Material shown:
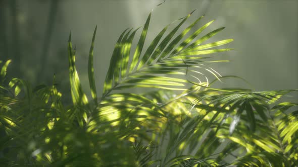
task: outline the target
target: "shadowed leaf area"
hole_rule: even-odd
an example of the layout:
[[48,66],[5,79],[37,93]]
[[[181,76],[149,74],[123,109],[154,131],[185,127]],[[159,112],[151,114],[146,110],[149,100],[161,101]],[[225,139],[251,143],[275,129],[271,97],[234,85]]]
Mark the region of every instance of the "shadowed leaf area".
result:
[[[168,25],[152,41],[147,40],[152,12],[142,26],[124,31],[102,95],[93,61],[104,56],[93,55],[97,26],[87,94],[70,34],[69,95],[57,89],[55,75],[53,85],[35,88],[20,78],[8,80],[11,60],[1,61],[1,166],[298,165],[298,104],[283,98],[298,90],[214,88],[216,81],[237,78],[221,76],[210,66],[227,61],[213,57],[232,50],[225,45],[233,40],[208,43],[224,28],[205,32],[214,21],[202,16],[188,23],[193,12]],[[199,22],[204,26],[196,29]],[[133,93],[135,88],[143,93]],[[62,96],[72,104],[63,103]]]

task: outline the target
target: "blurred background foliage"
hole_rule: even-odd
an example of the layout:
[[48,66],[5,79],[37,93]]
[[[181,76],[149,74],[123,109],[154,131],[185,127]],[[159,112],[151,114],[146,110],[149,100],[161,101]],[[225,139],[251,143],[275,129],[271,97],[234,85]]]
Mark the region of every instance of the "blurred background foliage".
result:
[[[13,60],[9,77],[20,77],[33,85],[51,85],[68,92],[67,41],[69,31],[77,46],[77,68],[83,88],[88,87],[86,70],[90,39],[97,25],[94,49],[97,87],[103,85],[109,60],[121,33],[144,23],[160,0],[0,0],[0,57]],[[155,10],[145,47],[168,23],[196,9],[188,23],[205,14],[195,26],[215,19],[209,30],[226,27],[212,40],[226,37],[235,48],[220,54],[229,63],[212,67],[223,75],[245,78],[257,91],[291,89],[298,85],[298,1],[168,0]],[[191,20],[192,19],[192,20]],[[227,86],[245,85],[237,80]],[[245,85],[246,86],[246,85]],[[60,88],[59,88],[60,87]],[[101,94],[102,88],[98,88]],[[64,99],[70,101],[70,99]]]

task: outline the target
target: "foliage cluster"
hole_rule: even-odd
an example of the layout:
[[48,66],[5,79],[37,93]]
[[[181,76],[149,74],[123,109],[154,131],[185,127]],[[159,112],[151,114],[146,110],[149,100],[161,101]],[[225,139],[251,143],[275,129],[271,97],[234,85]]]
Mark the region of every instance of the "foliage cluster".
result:
[[[70,35],[72,105],[62,102],[55,76],[52,86],[33,88],[20,78],[7,81],[11,60],[2,63],[0,164],[298,165],[298,104],[279,100],[297,90],[213,88],[214,82],[225,77],[206,64],[225,61],[208,58],[210,54],[231,50],[213,48],[233,40],[202,44],[224,28],[197,38],[214,21],[186,36],[203,17],[178,33],[191,13],[165,27],[146,49],[143,46],[151,13],[134,52],[132,43],[140,28],[124,31],[116,44],[100,97],[93,67],[95,28],[88,65],[91,100],[81,86]],[[209,82],[207,73],[216,78],[214,81]],[[154,91],[130,92],[136,87]]]

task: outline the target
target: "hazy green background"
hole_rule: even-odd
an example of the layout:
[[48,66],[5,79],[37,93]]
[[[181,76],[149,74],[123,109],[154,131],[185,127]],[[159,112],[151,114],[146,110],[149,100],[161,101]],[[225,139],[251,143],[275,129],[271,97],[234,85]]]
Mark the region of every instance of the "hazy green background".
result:
[[[126,28],[143,25],[163,1],[0,0],[0,59],[13,59],[11,77],[35,85],[51,84],[55,73],[60,90],[69,91],[64,88],[68,84],[67,42],[71,31],[77,69],[87,89],[88,53],[97,25],[94,64],[101,94],[118,37]],[[167,0],[154,9],[146,44],[164,26],[194,9],[188,23],[206,14],[197,28],[216,20],[203,34],[226,27],[210,41],[235,40],[228,47],[235,50],[218,57],[231,61],[212,65],[219,73],[242,77],[257,90],[298,88],[298,1]],[[224,84],[229,85],[243,85],[238,80]]]

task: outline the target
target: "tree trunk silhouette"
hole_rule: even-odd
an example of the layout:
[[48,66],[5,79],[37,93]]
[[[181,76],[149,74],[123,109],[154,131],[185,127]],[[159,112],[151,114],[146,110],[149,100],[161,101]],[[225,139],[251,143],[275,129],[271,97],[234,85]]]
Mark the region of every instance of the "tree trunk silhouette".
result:
[[41,50],[41,55],[40,58],[40,70],[39,70],[37,75],[37,79],[38,80],[42,80],[44,78],[45,69],[46,68],[46,64],[48,57],[48,50],[49,49],[49,45],[52,36],[53,31],[54,24],[56,18],[57,7],[59,0],[52,0],[51,2],[51,6],[48,18],[47,20],[47,26],[44,34],[44,42],[42,46],[42,50]]

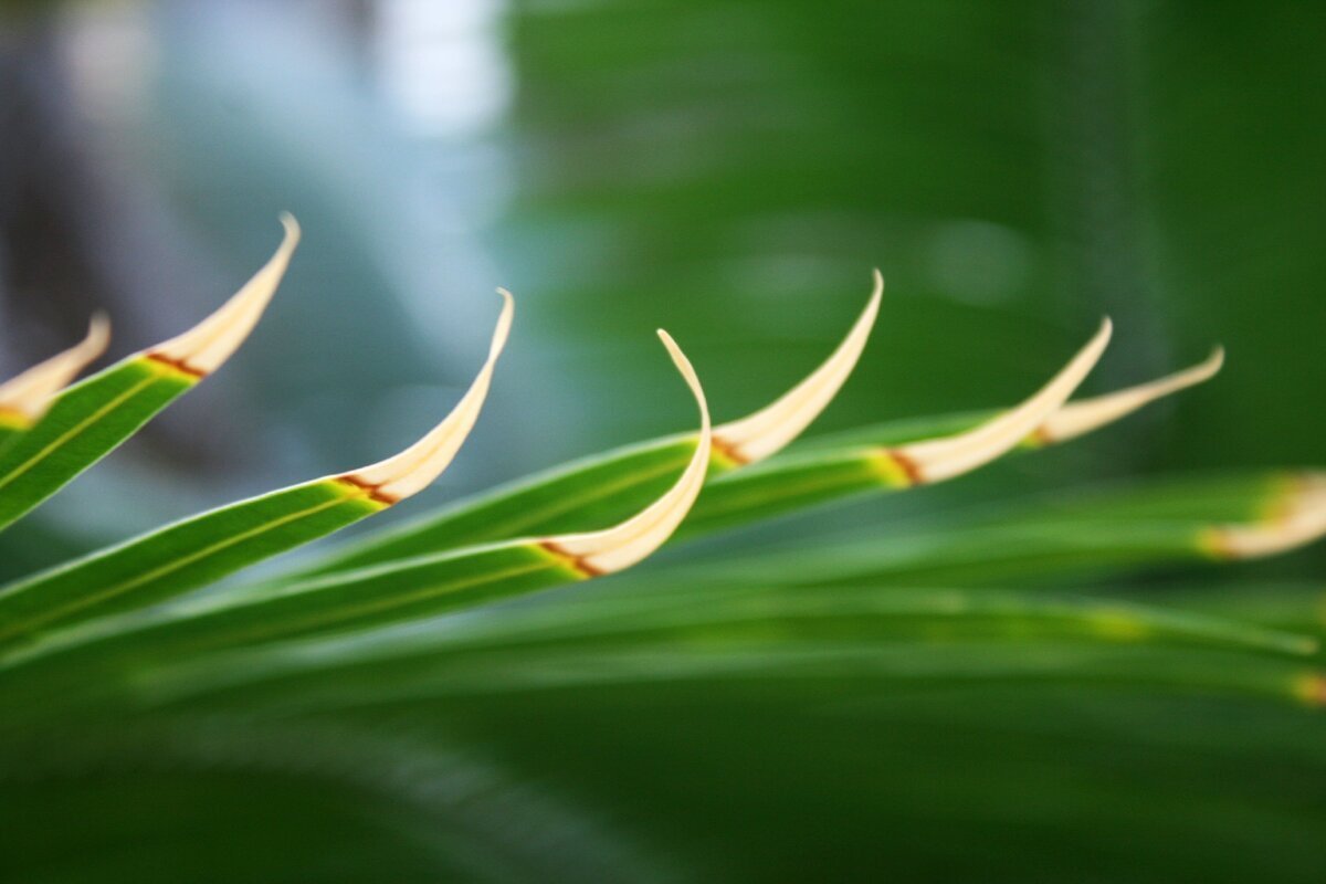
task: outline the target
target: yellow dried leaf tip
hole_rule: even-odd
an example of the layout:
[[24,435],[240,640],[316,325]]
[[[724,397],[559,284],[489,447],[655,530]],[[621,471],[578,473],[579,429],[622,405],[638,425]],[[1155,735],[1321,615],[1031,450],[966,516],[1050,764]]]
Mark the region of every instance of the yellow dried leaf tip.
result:
[[695,447],[695,455],[676,484],[640,513],[603,531],[564,534],[537,541],[540,546],[564,559],[582,577],[613,574],[647,558],[672,537],[672,531],[691,512],[691,506],[695,505],[695,498],[699,497],[700,488],[704,485],[704,474],[713,443],[709,407],[704,400],[704,390],[695,375],[695,368],[691,367],[691,360],[686,358],[686,354],[667,331],[660,329],[659,338],[662,338],[663,346],[672,357],[672,363],[682,372],[682,378],[686,379],[700,407],[700,440]]
[[221,309],[143,355],[192,378],[206,378],[220,368],[263,318],[300,244],[300,225],[293,215],[282,213],[281,227],[285,236],[276,254]]
[[1326,537],[1326,473],[1290,482],[1270,518],[1256,525],[1213,527],[1201,546],[1215,558],[1248,559],[1289,553]]
[[1103,396],[1093,396],[1082,402],[1070,402],[1041,424],[1032,435],[1033,444],[1052,445],[1099,429],[1106,424],[1127,417],[1134,411],[1150,406],[1181,390],[1196,387],[1215,378],[1225,364],[1225,351],[1216,347],[1201,363],[1184,371],[1159,378],[1150,383],[1128,387]]
[[880,451],[880,474],[890,484],[923,485],[956,478],[1001,457],[1067,402],[1101,360],[1113,329],[1105,319],[1069,364],[1017,408],[956,436]]
[[432,432],[395,457],[341,476],[339,481],[361,488],[378,502],[390,506],[422,492],[451,465],[469,431],[475,428],[475,421],[479,420],[479,412],[483,411],[488,388],[492,386],[497,358],[511,335],[516,302],[505,289],[497,289],[497,294],[503,298],[503,309],[488,347],[488,359],[451,414]]
[[857,367],[879,317],[879,302],[884,293],[884,277],[879,270],[874,272],[874,292],[861,318],[823,364],[777,402],[748,417],[715,428],[713,449],[720,457],[739,467],[764,460],[800,436],[833,402]]
[[52,399],[106,353],[110,322],[98,314],[78,345],[0,384],[0,425],[28,428],[41,420]]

Goal of the exercise:
Write the records out once more, exactly as they appear, with no pictures.

Answer to the task:
task: outline the target
target: "shadowed leaf area"
hole_rule: even-odd
an example of the layout:
[[48,66],[5,79],[37,93]]
[[[181,76],[149,74],[123,109],[154,131],[185,127]],[[159,112],[151,114],[146,110],[149,100],[161,101]],[[225,139],[251,143],[275,129],[271,97],[234,85]]]
Mark the region of every instance of the "shadowed leaf area".
result:
[[[168,25],[152,41],[147,40],[152,12],[142,26],[124,31],[102,95],[93,61],[104,56],[93,55],[97,26],[87,94],[70,34],[69,95],[57,89],[55,75],[53,85],[35,88],[20,78],[8,80],[11,60],[1,61],[1,166],[298,165],[298,104],[283,98],[298,90],[214,88],[216,81],[237,78],[221,76],[210,66],[227,61],[213,57],[232,50],[225,45],[233,40],[208,43],[224,28],[205,32],[214,21],[202,16],[188,23],[193,12]],[[199,22],[204,26],[196,29]],[[133,93],[135,88],[143,93]],[[62,96],[72,104],[63,103]]]

task: outline the target
target: "blurred background foliage"
hole_rule: even-odd
an example of the layout:
[[48,66],[5,79],[37,93]]
[[[181,76],[149,74],[123,109],[154,131],[185,127]],[[159,112],[151,114],[146,110],[149,100],[161,101]],[[225,139],[251,143],[275,129],[271,97],[234,85]]]
Mark the region of every instance of the "blurred background foliage".
result:
[[[13,60],[9,77],[20,77],[33,85],[51,85],[68,92],[67,41],[69,31],[77,46],[77,68],[83,88],[88,87],[86,70],[90,39],[97,25],[94,49],[97,87],[103,85],[109,60],[121,33],[144,23],[160,0],[0,0],[0,57]],[[155,10],[145,47],[168,23],[196,9],[188,23],[205,14],[195,26],[215,19],[209,30],[226,27],[212,40],[226,37],[235,48],[220,54],[229,63],[212,67],[223,75],[245,78],[257,91],[291,89],[298,85],[298,1],[168,0]],[[191,20],[192,19],[192,20]],[[227,86],[245,85],[237,80]],[[245,85],[246,86],[246,85]],[[60,88],[59,88],[60,87]],[[101,94],[102,88],[98,88]],[[64,99],[70,101],[70,99]]]

task: outline the target
target: "foliage cluster"
hole_rule: even-odd
an example of the layout:
[[48,66],[5,79],[37,93]]
[[[181,76],[149,74],[123,109],[154,131],[185,127]],[[159,112],[151,114],[146,110],[149,100],[161,101]],[[225,139],[251,143],[275,129],[271,97],[234,85]]]
Mark the region of every instance of the "foliage cluster".
result:
[[[70,35],[72,105],[62,102],[55,76],[52,86],[33,88],[20,78],[7,81],[11,60],[2,63],[0,164],[298,165],[298,104],[279,100],[297,90],[213,88],[214,82],[225,77],[206,64],[225,61],[208,58],[210,54],[231,50],[213,48],[233,40],[202,44],[224,28],[197,38],[214,21],[186,36],[203,17],[178,33],[191,13],[165,27],[146,49],[143,46],[151,13],[134,52],[132,43],[140,28],[124,31],[116,44],[100,97],[93,67],[95,28],[88,65],[91,100],[81,86]],[[209,82],[207,73],[216,78],[214,81]],[[154,91],[130,92],[136,87]]]

task: outline the target
target: "hazy green background"
hole_rule: even-odd
an example of the layout:
[[48,66],[5,79],[37,93]]
[[[181,76],[149,74],[123,109],[154,131],[185,127]],[[159,112],[151,114],[146,110],[149,100],[161,101]],[[225,139],[251,143],[275,129],[271,97],[234,85]]]
Mark the region of every instance of the "hazy green background".
result:
[[[126,28],[143,25],[163,1],[0,0],[0,59],[13,59],[11,77],[35,85],[51,84],[55,73],[60,90],[69,91],[64,88],[68,84],[67,42],[71,31],[77,69],[87,89],[88,53],[97,25],[94,64],[101,94],[118,37]],[[167,0],[154,9],[146,44],[164,26],[194,9],[188,23],[206,14],[197,28],[216,20],[203,34],[226,27],[210,41],[235,40],[228,47],[235,50],[218,57],[231,61],[212,65],[219,73],[242,77],[257,90],[298,88],[298,1]],[[224,84],[229,85],[243,85],[238,80]]]

task: outline the target
target: "tree trunk silhouette"
hole_rule: even-odd
an example of the layout:
[[48,66],[5,79],[37,93]]
[[[181,76],[149,74],[123,109],[154,131],[185,127]],[[159,112],[151,114],[146,110],[149,100],[161,101]],[[225,139],[251,143],[275,129],[271,97],[234,85]]]
Mark the region of every instance of the "tree trunk silhouette".
result:
[[41,50],[41,55],[40,58],[40,70],[39,70],[37,75],[37,79],[38,80],[42,80],[44,78],[45,69],[46,68],[46,64],[48,57],[48,50],[49,49],[49,45],[52,36],[53,31],[54,24],[56,18],[57,7],[59,0],[52,0],[51,2],[51,6],[48,18],[47,20],[47,26],[44,34],[44,42],[42,46],[42,50]]

task: outline the target
target: yellow dried leaf tip
hole_rule: even-odd
an example of the layout:
[[24,435],[240,640],[316,325]]
[[[724,397],[559,284],[489,447],[655,530]],[[621,471],[578,473],[579,429],[622,405],[638,425]],[[1155,735],[1321,615],[1031,450],[966,516],[1050,764]]]
Mark the region of every instance of the yellow dried leaf tip.
result:
[[695,447],[695,455],[676,484],[640,513],[603,531],[564,534],[537,541],[540,546],[564,559],[582,577],[613,574],[647,558],[672,537],[672,531],[691,512],[691,506],[695,505],[695,498],[699,497],[700,488],[704,485],[704,474],[713,443],[709,407],[704,400],[704,390],[695,375],[695,368],[691,367],[691,360],[686,358],[686,354],[667,331],[660,329],[659,338],[662,338],[663,346],[672,357],[672,363],[682,372],[682,378],[686,379],[700,407],[700,440]]
[[221,309],[143,355],[192,378],[206,378],[220,368],[263,318],[300,244],[300,225],[293,215],[282,213],[281,227],[285,236],[276,254]]
[[1326,537],[1326,473],[1290,482],[1270,518],[1256,525],[1213,527],[1201,546],[1215,558],[1248,559],[1289,553]]
[[1103,396],[1093,396],[1082,402],[1070,402],[1041,424],[1032,435],[1033,444],[1052,445],[1099,429],[1106,424],[1127,417],[1134,411],[1150,406],[1181,390],[1196,387],[1215,378],[1225,364],[1225,351],[1216,347],[1201,363],[1184,371],[1159,378],[1150,383],[1128,387]]
[[880,451],[880,474],[890,484],[923,485],[956,478],[1001,457],[1067,402],[1101,360],[1113,329],[1105,319],[1069,364],[1017,408],[956,436]]
[[432,432],[395,457],[341,476],[339,481],[361,488],[378,502],[390,506],[422,492],[451,465],[469,431],[475,428],[475,421],[479,420],[479,412],[483,411],[488,388],[492,386],[497,358],[511,335],[516,302],[505,289],[497,289],[497,294],[503,298],[503,309],[488,347],[488,359],[451,414]]
[[857,367],[879,317],[879,302],[884,293],[884,277],[879,270],[874,272],[874,292],[861,318],[823,364],[777,402],[748,417],[715,428],[713,449],[720,457],[739,467],[764,460],[800,436],[833,402]]
[[52,399],[106,353],[110,322],[98,314],[78,345],[0,384],[0,425],[28,428],[41,420]]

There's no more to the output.